# [TRAVAIL DEMANDÉ]
Recopiez à l'identique tout ce qui va du début des données jusqu'à la ligne contenant « negative clicks: (257, 323) (193, 399) », bornes comprises. N'incluez pas les images dans votre réponse.

# [DONNÉES FOURNIES]
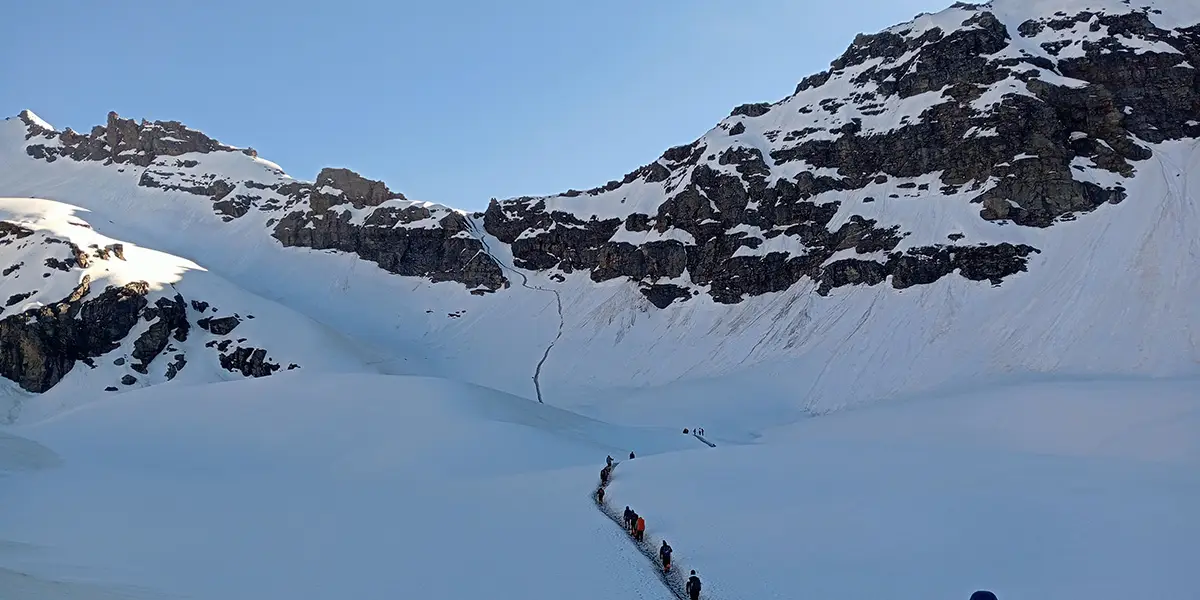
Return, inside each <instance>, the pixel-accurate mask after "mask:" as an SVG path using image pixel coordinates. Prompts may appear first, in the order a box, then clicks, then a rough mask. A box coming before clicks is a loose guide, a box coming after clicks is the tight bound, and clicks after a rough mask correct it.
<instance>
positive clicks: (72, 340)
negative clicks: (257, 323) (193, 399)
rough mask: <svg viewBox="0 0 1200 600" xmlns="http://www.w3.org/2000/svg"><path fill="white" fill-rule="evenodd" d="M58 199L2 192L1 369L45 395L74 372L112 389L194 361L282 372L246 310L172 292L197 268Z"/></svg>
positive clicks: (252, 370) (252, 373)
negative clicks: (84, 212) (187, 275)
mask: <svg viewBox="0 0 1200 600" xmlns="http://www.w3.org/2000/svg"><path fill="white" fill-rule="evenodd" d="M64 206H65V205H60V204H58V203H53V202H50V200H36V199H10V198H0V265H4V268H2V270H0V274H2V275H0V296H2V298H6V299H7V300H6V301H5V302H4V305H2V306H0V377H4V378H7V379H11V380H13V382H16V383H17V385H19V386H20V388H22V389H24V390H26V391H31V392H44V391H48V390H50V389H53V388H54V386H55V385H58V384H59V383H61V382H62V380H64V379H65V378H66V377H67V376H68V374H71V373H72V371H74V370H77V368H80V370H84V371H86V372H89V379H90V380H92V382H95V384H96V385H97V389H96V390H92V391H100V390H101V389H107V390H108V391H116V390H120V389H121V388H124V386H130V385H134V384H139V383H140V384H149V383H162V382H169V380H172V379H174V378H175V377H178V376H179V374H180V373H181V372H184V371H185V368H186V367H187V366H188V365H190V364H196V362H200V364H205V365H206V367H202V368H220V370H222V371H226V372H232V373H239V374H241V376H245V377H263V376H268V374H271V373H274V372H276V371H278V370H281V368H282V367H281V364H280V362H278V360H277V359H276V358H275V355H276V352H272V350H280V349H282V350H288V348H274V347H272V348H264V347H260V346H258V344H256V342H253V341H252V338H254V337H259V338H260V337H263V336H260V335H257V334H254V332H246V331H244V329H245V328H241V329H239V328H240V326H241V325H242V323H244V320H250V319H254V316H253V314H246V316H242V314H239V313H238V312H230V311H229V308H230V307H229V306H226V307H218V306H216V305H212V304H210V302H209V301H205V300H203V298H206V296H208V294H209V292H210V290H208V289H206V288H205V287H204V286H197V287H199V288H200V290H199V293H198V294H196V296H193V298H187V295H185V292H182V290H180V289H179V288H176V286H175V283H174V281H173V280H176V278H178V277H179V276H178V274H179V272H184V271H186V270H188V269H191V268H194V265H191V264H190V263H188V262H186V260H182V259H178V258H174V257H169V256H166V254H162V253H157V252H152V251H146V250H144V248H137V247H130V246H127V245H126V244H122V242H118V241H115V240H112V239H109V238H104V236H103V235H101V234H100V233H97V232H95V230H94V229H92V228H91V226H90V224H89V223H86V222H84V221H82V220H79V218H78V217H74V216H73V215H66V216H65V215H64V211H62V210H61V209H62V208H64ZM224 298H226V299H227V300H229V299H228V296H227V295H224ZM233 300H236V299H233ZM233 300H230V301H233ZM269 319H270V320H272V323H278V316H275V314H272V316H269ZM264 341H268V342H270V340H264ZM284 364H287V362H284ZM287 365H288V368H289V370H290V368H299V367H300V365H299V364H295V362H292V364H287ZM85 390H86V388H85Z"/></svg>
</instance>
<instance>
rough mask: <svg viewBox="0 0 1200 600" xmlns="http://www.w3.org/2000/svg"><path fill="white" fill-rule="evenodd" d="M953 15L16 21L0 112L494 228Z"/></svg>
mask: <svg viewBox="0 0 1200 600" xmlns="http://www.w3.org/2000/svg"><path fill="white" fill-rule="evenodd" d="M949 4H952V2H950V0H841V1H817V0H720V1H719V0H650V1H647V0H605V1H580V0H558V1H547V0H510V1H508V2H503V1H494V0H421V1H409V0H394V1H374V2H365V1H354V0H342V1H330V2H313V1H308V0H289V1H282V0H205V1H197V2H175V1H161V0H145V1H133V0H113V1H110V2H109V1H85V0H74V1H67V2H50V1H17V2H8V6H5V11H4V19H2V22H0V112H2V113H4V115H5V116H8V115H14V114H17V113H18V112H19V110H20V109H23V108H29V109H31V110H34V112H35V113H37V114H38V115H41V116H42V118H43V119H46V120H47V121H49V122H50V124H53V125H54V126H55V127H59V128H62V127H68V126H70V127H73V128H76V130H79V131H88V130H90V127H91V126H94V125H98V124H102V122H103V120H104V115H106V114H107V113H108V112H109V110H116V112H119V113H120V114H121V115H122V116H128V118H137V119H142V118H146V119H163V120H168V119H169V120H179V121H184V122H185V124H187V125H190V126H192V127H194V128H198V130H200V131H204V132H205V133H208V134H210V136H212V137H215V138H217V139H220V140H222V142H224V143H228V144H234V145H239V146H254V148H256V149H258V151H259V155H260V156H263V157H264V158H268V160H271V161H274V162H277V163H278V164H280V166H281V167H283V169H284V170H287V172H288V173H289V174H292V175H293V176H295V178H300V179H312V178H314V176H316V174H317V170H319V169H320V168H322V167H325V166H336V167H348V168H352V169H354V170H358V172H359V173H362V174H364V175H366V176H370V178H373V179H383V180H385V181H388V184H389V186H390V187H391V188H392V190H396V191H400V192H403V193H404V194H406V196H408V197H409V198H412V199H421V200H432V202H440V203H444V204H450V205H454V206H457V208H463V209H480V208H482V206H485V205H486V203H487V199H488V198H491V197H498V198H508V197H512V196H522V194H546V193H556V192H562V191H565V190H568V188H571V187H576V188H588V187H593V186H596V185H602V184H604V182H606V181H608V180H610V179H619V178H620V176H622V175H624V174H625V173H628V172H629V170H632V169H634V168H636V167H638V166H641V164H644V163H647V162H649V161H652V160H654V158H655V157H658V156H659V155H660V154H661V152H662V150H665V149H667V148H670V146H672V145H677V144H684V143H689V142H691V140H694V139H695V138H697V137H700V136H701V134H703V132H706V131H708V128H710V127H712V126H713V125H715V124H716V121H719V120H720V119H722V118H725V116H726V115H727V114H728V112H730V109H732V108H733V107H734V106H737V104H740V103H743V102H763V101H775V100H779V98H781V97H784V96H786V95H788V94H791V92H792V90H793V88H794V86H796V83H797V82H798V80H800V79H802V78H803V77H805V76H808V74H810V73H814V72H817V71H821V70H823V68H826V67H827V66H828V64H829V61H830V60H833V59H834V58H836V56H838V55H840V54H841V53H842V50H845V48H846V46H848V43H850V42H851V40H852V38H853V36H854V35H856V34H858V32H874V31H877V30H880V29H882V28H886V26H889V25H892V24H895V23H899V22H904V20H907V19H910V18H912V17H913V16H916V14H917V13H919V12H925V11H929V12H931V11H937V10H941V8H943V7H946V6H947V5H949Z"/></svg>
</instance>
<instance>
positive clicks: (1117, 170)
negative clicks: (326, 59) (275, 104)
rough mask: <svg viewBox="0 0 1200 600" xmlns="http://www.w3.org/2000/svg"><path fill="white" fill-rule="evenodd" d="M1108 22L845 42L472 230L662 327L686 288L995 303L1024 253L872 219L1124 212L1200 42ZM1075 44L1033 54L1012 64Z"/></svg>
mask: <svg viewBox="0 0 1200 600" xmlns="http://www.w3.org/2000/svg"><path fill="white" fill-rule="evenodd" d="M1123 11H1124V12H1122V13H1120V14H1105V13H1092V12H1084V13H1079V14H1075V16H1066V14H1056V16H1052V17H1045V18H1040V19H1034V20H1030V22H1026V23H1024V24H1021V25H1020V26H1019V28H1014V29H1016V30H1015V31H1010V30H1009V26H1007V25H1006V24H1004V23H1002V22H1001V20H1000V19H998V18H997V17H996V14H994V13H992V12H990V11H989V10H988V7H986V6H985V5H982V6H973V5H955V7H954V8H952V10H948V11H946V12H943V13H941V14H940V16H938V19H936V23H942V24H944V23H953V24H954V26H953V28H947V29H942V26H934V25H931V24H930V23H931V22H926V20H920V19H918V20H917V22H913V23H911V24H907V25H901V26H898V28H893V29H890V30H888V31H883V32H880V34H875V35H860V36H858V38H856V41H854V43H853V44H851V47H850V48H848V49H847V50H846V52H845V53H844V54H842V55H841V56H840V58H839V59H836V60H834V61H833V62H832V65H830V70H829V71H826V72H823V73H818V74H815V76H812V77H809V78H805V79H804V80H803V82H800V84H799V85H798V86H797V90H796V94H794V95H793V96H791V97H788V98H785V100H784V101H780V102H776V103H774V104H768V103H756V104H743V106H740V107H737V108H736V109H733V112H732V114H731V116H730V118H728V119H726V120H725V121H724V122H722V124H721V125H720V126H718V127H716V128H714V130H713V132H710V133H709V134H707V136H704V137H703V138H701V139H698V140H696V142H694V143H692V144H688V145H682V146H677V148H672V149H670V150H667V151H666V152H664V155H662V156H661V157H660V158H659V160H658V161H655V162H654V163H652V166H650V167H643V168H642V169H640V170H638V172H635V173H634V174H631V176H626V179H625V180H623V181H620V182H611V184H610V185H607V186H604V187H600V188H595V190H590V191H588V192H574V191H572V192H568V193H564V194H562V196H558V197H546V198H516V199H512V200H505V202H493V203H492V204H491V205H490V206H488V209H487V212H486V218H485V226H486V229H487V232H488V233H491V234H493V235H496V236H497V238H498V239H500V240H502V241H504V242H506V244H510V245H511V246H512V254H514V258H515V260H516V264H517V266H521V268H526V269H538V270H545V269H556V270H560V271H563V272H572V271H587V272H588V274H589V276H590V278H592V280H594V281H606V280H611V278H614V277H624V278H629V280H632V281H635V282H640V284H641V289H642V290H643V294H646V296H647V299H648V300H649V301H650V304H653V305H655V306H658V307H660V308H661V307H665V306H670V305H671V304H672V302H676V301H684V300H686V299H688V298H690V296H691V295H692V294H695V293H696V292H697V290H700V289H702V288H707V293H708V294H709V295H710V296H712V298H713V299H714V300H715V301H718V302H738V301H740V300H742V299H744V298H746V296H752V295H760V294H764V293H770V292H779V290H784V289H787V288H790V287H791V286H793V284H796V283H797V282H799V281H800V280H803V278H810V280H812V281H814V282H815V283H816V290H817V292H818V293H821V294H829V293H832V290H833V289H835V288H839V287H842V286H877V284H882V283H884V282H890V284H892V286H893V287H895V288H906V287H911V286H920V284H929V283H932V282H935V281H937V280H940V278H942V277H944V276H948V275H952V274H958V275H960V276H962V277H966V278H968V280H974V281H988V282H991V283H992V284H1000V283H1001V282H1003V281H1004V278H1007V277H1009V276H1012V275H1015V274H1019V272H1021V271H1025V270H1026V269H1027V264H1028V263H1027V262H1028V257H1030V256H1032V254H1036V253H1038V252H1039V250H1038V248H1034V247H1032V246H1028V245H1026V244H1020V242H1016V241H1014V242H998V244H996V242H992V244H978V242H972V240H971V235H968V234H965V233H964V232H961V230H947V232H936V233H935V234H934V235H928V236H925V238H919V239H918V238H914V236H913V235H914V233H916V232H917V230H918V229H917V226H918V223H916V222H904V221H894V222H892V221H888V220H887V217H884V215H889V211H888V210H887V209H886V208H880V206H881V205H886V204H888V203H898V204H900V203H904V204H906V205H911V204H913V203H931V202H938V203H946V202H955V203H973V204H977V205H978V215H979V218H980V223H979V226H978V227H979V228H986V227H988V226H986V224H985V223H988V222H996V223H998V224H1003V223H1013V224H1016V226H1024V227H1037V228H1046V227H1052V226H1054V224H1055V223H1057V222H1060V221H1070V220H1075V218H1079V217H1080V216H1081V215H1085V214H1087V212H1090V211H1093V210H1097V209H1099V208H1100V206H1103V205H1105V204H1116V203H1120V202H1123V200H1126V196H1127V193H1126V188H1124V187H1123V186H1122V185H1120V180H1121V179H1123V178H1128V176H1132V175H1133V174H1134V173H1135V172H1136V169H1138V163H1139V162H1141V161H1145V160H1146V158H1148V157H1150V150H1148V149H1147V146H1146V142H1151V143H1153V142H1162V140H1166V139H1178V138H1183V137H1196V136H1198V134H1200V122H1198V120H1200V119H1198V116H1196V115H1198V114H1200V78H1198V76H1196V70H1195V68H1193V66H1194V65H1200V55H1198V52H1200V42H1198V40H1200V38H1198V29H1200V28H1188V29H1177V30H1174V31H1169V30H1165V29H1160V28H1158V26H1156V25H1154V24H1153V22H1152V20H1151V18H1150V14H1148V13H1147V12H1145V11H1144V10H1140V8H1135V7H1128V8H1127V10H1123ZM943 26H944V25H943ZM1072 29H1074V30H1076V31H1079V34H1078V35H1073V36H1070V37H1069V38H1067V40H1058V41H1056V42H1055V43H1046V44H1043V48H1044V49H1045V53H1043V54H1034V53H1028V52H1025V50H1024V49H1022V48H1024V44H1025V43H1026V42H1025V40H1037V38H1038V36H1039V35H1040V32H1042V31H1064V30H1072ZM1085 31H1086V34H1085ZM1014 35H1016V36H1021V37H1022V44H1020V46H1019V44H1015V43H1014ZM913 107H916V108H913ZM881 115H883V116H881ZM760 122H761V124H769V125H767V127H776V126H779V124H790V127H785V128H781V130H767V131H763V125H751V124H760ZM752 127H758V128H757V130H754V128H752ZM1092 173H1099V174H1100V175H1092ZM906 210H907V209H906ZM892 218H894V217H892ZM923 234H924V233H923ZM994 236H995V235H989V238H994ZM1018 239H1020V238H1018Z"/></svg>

# [PROBLÈME RÉSOLU]
Return, inside each <instance>, the pixel-accurate mask after "mask:" as an SVG path using image pixel coordinates. Prompts may appear first, in the order a box, then clicks, then a rough mask. A box coming before clicks is a loose guide, a box coming after clicks is the tight bound, and clicks after a rough mask correct it.
<instance>
positive clicks: (72, 340)
negative clicks: (257, 323) (193, 399)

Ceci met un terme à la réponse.